第二次世界大戦の終結により生ずる諸問題を討議するため、1945年7月17日から8月2日まで、ベルリン近郊のポツダム(チェチリエンホーフ宮殿)において開催された米英ソ三国政府首脳の会談。アメリカ側は大統領トルーマンとバーンズ国務長官、ソ連側は首相スターリンと外相モロトフ、イギリス側は、最初首相チャーチルと外相イーデン(7月25日まで)、のちイギリス国内での政権交代結果、首相アトリーと外相ベバン(7月28日から)らが出席した。

 会議では、第1日目、イタリア、ルーマニアブルガリアハンガリーおよびフィンランドとの平和条約を起草し、対独平和取決めを準備するための外相理事会を設置することに合意したものの、以後はドイツに対する処理をめぐって、米英とソ連とが対立し、会議は難航を続けた。とくに大きな対立点をなしたのは、ドイツからの賠償取り立ての問題と、ドイツ東部国境=ポーランド西部国境画定の問題である。賠償問題につき、大戦中の最大の被害国であるソ連は、全ドイツから100億ドル近い賠償額を要求し、一方米英は、ドイツがヨーロッパ平均(英ソを除く)を超えない生活水準を維持できる限度内で、各国がそれぞれの占領地帯から賠償を取り立てることを主張した。また、ドイツの東部国境すなわちポーランド西部国境については、ソ連がポーランドの領土をオーデル川および西ナイセ川の線(オーデル‐ナイセ・ライン)にまで拡大することを要求し、米英はこれに反対を唱えた。こうして会談は、ほとんど最後まで一致が得られるかどうかわからないありさまであった。しかし、7月31日賠償問題について妥協案が得られ、ポーランド西部国境についても、「その最終的画定は平和会議をまたなければならない」というヤルタ方式を再確認することで解決がなった。8月2日、トルーマン、スターリン、アトリーの三首脳は、対独処理原則を含むコミュニケに署名した。

提供情報:
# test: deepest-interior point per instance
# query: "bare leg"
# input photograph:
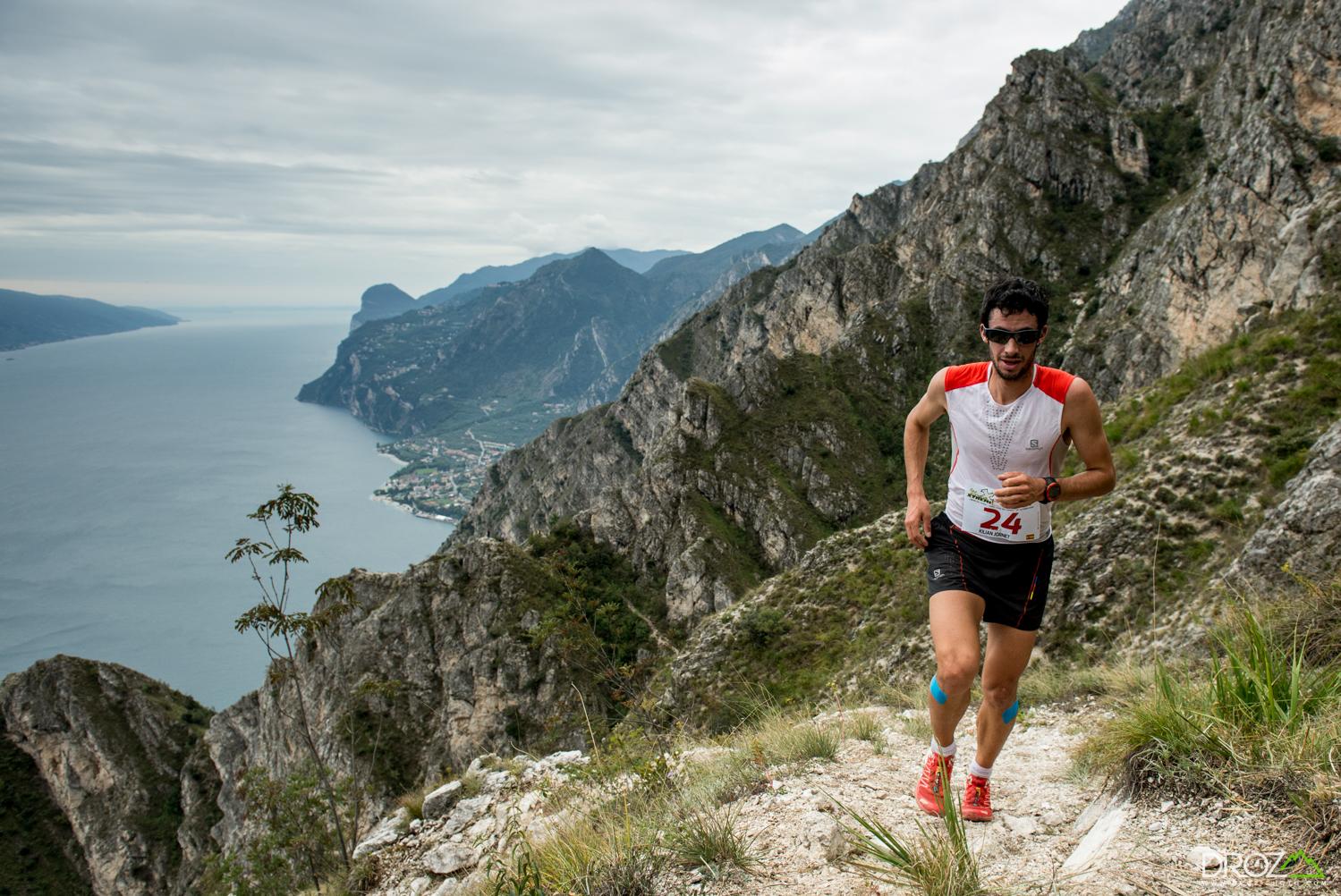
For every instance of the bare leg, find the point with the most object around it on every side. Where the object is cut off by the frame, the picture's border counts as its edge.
(1007, 655)
(955, 617)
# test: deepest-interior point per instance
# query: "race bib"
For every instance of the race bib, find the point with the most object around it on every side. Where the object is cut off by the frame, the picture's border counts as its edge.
(983, 517)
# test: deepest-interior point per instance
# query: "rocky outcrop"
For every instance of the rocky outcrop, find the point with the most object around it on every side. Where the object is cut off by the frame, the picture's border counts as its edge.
(1301, 531)
(1172, 177)
(118, 754)
(1169, 177)
(381, 300)
(437, 665)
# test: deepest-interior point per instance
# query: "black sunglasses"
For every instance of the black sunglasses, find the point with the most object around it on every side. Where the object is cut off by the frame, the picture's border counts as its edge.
(1002, 337)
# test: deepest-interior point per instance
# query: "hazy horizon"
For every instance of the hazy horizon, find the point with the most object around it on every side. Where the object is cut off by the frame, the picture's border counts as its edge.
(244, 153)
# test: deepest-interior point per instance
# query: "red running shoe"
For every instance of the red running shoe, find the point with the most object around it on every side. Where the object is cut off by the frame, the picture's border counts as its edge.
(978, 799)
(931, 789)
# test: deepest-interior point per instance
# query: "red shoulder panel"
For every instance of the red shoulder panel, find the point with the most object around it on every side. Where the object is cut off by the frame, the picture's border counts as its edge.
(966, 375)
(1053, 383)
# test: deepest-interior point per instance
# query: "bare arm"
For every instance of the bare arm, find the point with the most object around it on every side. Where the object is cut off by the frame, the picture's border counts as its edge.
(916, 440)
(1082, 423)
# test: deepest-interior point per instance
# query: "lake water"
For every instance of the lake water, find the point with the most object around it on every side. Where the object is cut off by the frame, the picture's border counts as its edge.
(128, 466)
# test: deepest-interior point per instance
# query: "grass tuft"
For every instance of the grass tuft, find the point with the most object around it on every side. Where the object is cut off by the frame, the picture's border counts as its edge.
(937, 863)
(1260, 721)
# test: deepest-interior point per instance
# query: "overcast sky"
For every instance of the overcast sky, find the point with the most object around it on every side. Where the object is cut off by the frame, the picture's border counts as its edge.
(176, 153)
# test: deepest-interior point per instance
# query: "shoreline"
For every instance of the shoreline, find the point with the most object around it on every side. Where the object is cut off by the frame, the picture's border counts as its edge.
(413, 510)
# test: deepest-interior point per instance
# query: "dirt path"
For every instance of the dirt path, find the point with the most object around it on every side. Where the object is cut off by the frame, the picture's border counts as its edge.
(1034, 842)
(1050, 834)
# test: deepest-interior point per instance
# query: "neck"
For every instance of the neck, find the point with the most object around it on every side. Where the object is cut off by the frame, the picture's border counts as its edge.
(1006, 391)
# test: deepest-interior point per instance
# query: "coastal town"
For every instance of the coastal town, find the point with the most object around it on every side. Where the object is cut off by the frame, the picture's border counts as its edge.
(441, 474)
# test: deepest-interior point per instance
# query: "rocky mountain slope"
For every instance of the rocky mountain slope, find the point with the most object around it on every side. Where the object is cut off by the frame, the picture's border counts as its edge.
(123, 758)
(1172, 176)
(1048, 834)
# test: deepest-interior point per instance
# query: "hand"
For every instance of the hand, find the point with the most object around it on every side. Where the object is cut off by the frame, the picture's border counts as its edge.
(1019, 490)
(918, 520)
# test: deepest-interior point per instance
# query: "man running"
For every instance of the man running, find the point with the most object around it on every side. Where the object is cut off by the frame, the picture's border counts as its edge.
(990, 553)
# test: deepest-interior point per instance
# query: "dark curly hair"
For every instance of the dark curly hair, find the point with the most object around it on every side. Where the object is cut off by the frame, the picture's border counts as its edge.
(1015, 294)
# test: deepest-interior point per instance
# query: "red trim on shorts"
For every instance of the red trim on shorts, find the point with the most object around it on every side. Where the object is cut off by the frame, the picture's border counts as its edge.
(1050, 381)
(963, 579)
(966, 375)
(1031, 587)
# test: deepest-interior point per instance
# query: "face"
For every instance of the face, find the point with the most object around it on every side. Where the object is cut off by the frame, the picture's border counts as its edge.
(1013, 359)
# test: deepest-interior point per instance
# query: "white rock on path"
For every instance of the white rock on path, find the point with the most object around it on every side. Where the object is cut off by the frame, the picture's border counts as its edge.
(1204, 858)
(1082, 860)
(821, 837)
(438, 802)
(449, 858)
(386, 832)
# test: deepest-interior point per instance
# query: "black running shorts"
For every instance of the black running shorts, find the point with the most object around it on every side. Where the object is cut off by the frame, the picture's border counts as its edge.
(1010, 579)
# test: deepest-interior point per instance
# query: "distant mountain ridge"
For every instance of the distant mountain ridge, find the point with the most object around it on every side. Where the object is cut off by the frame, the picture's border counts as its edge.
(1174, 177)
(389, 300)
(27, 319)
(572, 332)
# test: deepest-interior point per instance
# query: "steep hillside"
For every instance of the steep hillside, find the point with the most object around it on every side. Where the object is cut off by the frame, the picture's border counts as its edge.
(121, 756)
(32, 319)
(1172, 179)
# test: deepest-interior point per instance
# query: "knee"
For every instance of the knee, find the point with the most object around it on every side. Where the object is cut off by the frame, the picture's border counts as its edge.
(999, 694)
(956, 673)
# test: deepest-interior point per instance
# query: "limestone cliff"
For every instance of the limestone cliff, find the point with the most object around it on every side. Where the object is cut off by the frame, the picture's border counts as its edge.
(120, 756)
(1172, 177)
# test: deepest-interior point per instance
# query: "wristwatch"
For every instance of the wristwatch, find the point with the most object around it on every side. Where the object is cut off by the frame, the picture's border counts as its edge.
(1051, 490)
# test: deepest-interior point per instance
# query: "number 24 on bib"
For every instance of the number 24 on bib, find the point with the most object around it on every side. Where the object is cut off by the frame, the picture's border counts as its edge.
(983, 517)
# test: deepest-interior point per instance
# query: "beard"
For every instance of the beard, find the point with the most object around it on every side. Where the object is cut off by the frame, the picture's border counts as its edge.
(1024, 367)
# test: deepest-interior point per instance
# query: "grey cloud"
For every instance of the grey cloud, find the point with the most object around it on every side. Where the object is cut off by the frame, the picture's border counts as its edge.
(448, 136)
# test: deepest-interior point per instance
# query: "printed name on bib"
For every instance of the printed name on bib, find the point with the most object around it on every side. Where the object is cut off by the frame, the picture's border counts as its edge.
(983, 517)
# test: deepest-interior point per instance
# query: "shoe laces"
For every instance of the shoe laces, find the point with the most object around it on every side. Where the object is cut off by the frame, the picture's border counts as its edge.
(980, 791)
(931, 772)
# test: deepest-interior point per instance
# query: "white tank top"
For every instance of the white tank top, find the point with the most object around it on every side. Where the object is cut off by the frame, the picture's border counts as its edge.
(989, 439)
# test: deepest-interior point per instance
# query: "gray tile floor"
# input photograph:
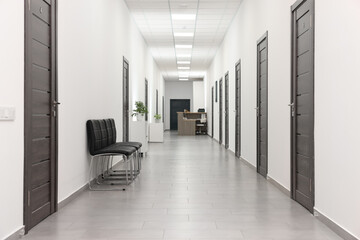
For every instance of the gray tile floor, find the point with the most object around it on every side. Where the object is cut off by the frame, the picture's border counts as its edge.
(189, 188)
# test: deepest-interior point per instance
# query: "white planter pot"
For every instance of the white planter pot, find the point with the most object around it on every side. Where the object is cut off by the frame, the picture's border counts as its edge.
(139, 117)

指示 A:
ポツダム会談の文章によると、会談はどの宮殿で開かれましたか。
指示 B:
ポツダム会談の文章のうち、「第二次世界大戦の終結により生」で始まり「を含むコミュニケに署名した。」で終わる部分を、一字も変えずに書き写してください。
エントリはポツダム会談の文章とは関係がありません。

回答全文 A:
ポツダムのチェチリエンホーフ宮殿で開かれました。

回答全文 B:
第二次世界大戦の終結により生ずる諸問題を討議するため、1945年7月17日から8月2日まで、ベルリン近郊のポツダム(チェチリエンホーフ宮殿)において開催された米英ソ三国政府首脳の会談。アメリカ側は大統領トルーマンとバーンズ国務長官、ソ連側は首相スターリンと外相モロトフ、イギリス側は、最初首相チャーチルと外相イーデン(7月25日まで)、のちイギリス国内での政権交代結果、首相アトリーと外相ベバン(7月28日から)らが出席した。

 会議では、第1日目、イタリア、ルーマニアブルガリアハンガリーおよびフィンランドとの平和条約を起草し、対独平和取決めを準備するための外相理事会を設置することに合意したものの、以後はドイツに対する処理をめぐって、米英とソ連とが対立し、会議は難航を続けた。とくに大きな対立点をなしたのは、ドイツからの賠償取り立ての問題と、ドイツ東部国境=ポーランド西部国境画定の問題である。賠償問題につき、大戦中の最大の被害国であるソ連は、全ドイツから100億ドル近い賠償額を要求し、一方米英は、ドイツがヨーロッパ平均(英ソを除く)を超えない生活水準を維持できる限度内で、各国がそれぞれの占領地帯から賠償を取り立てることを主張した。また、ドイツの東部国境すなわちポーランド西部国境については、ソ連がポーランドの領土をオーデル川および西ナイセ川の線(オーデル‐ナイセ・ライン)にまで拡大することを要求し、米英はこれに反対を唱えた。こうして会談は、ほとんど最後まで一致が得られるかどうかわからないありさまであった。しかし、7月31日賠償問題について妥協案が得られ、ポーランド西部国境についても、「その最終的画定は平和会議をまたなければならない」というヤルタ方式を再確認することで解決がなった。8月2日、トルーマン、スターリン、アトリーの三首脳は、対独処理原則を含むコミュニケに署名した。